- SUPPLIED TEXT -
Robert Hungerford, 3rd Baron Hungerford (c.1429 – 17 May 1464) was an English nobleman. He supported the Lancastrian cause in the War of the Roses. In the late 1440s and early 1450s he was a member of successive parliaments. He was a prisoner of the French for much of the 1450s until his mother arranged a payment of a 7,966l ransom. In 1461, after defeat on the Towton battlefield on 29 March, he fled with Henry VI to Scotland. In 1461 he was attainted in Edward IV's first parliament, and executed in Newcastle soon after he was captured at the Battle of Hexham.

Origins
He was the son and heir of Robert Hungerford, 2nd Baron Hungerford (son of Walter Hungerford, 1st Baron Hungerford (died 1449)) by his wife Margaret, 4th Baroness Botreaux.

Career
Following his marriage to the heiress Eleanor de Moleyns, he was summoned to Parliament as Baron Moleyns in 1445, and received a like summons until 1453.

Dispute with John Paston
In 1448 Hungerford began a fierce quarrel with John Paston regarding the ownership of the manor of Gresham in Norfolk. Hungerford, acting on the advice of John Heydon, a solicitor of Baconsthorpe, took forcible possession of the estate on 17 February 1448. William Waynflete, bishop of Winchester, made a vain attempt at arbitration. Paston obtained repossession, but on 28 January 1450 Hungerford sent a thousand men to dislodge him. After threatening to kill Paston, who was absent, Hungerford's adherents violently assaulted Paston's wife Margaret, but Hungerford finally had to surrender the manor to Paston.

French wars
In 1452 Hungerford accompanied John Talbot, 2nd Earl of Shrewsbury, to Aquitaine, and was taken prisoner while endeavouring to raise the siege of Chastillon. His ransom was fixed at 7,966l., and his mother sold her plate and mortgaged her estates to raise the money. His release was effected in 1459, after seven years and four months' imprisonment. In consideration of his misfortunes he was granted, in the year of his return to England, licence to export fifteen hundred sacks of wool to foreign ports without paying duty, and received permission to travel abroad. He thereupon visited Florence.

Wars of the Roses
In 1460 Hungerford was home again, and took a leading part on the Lancastrian side in the Wars of the Roses. In June 1460 he retired with Lord Scales and other of his friends to the Tower of London, on the entry of the Earl of Warwick and his Kentish followers into the city; but after the defeat of the Lancastrians at the battle of Northampton (10 July 1460), Hungerford and his friends surrendered the Tower to the Yorkists on the condition that he and Lord Scales should depart free,

After taking part in the Battle of Towton (29 March 1461)—a further defeat for the Lancastrians—Hungerford fled with Henry VI to York, and thence into Scotland. He visited France in the summer to obtain help for Henry and Margaret, and was arrested by the French authorities in August 1461. Writing to Margaret at the time from  Dieppe, he begged her not to lose heart. He was attainted in Edward IV's first parliament in November 1461. He afterward met with some success in his efforts to rally the Lancastrians in the north of England, but was taken prisoner at the Battle of Hexham on 15 May 1464, and was executed at Newcastle.

- EXTRACTED INFORMATION -

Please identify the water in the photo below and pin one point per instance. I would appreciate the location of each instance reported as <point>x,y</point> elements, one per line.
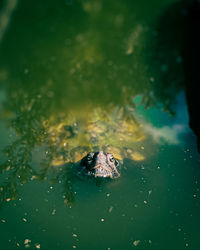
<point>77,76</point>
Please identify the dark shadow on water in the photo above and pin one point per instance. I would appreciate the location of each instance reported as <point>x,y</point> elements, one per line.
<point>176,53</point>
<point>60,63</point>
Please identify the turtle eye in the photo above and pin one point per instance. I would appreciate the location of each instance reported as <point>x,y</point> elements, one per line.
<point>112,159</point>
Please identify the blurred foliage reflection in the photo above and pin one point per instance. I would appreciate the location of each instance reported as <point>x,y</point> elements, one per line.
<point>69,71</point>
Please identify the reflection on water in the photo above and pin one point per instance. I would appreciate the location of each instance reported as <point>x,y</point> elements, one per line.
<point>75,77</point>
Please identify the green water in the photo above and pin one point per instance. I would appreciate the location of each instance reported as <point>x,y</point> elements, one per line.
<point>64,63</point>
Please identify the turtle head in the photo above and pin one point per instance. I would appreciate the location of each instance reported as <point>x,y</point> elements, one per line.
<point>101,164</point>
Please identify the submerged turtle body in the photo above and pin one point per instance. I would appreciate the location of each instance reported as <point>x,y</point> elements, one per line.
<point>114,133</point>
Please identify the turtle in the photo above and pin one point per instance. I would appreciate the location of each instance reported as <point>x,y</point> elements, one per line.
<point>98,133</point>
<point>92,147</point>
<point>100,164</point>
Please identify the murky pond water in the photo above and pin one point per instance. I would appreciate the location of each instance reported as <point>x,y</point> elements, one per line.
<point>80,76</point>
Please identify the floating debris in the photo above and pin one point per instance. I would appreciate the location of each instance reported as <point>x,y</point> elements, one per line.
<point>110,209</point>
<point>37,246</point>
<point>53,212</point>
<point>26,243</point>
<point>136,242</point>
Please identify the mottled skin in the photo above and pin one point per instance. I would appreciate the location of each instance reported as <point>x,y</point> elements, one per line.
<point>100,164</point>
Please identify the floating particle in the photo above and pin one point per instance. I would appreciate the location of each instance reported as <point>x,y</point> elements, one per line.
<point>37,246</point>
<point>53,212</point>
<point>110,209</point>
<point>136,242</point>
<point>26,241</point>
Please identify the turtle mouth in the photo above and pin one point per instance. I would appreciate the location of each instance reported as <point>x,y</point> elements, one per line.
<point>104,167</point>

- SHORT EXERCISE -
Answer these from the text on Robert Hungerford:
(a) In what year did he start his quarrel with John Paston over the manor of Gresham?
(b) Which city did he visit after he received permission to travel abroad?
(c) At which battle was he taken prisoner in May 1464?

- FULL ANSWER -
(a) 1448
(b) Florence
(c) The Battle of Hexham